--- begin Task material ---

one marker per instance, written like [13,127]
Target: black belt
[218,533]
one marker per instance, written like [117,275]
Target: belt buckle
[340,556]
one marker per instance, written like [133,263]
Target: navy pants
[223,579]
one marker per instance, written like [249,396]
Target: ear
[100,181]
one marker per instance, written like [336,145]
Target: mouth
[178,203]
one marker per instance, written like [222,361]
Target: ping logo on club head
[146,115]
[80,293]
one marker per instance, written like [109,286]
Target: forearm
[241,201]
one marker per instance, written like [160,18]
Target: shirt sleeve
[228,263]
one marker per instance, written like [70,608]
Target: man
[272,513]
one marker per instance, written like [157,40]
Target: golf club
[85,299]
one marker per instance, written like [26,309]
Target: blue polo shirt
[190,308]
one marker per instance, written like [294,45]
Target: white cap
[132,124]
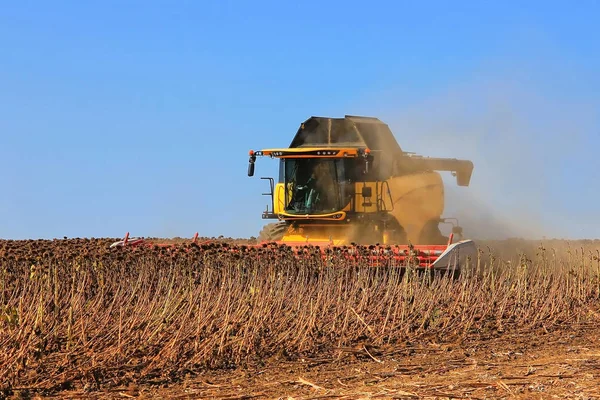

--- end Task material ---

Convert the lines of the records above, from the line containing "one marker per instance, written like [70,608]" through the end of the records, into a JSON list of strings with one string per line and blank lines omitted. Leave the pictures out of the answer.

Task output —
[
  "one marker per instance, written like [70,608]",
  "Target: man",
  "[272,513]",
  "one marker per instance, written like [157,40]",
  "Target: golf club",
  "[85,299]",
  "one marker per instance, written like [26,309]",
  "Target: blue polo shirt",
  "[190,308]",
  "one marker per instance, written like [294,45]",
  "Target: white cap",
  "[132,124]"
]